Text passage:
* * * * * * * * *

The al-Ahwaz theater was one of two major areas of operations during the Zanj Rebellion, the other being the regions of lower and central Iraq. Beginning in 869, Zanj armies repeatedly entered the province of al-Ahwaz (modern Khuzestan province, Iran) and succeeded in scoring several victories against the defending forces of the Abbasid Caliphate. Over the course of the next decade, the rebels attacked and looted many of the cities in the region, including Suq al-Ahwaz (the provincial capital), 'Askar Mukram and Ramhurmuz. By the height of the rebellion in the mid-870s the Zanj were effectively in control of extensive portions of the province, appointing governors to the districts under their sway and collecting supplies from the local population. During this period, the Zanj in al-Ahwaz were usually commanded by 'Ali ibn Aban al-Muhallabi, a primary lieutenant of the overall Zanj leader 'Ali ibn Muhammad.

* * * * * * * * *

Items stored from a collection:
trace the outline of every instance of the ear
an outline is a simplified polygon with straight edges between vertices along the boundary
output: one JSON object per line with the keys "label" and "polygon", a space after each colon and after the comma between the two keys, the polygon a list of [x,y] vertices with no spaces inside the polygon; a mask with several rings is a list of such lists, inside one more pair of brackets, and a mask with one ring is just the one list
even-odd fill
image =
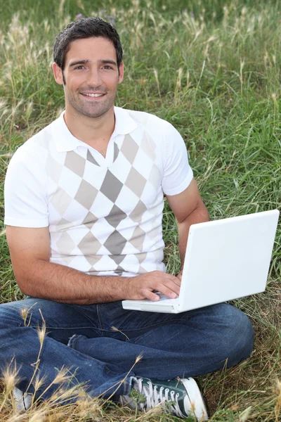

* * * * * * * * *

Written request: According to the al-Ahwaz passage, who usually commanded the Zanj in al-Ahwaz during the height of the rebellion? Rely only on the al-Ahwaz passage, not the material.

Exercise solution: 'Ali ibn Aban al-Muhallabi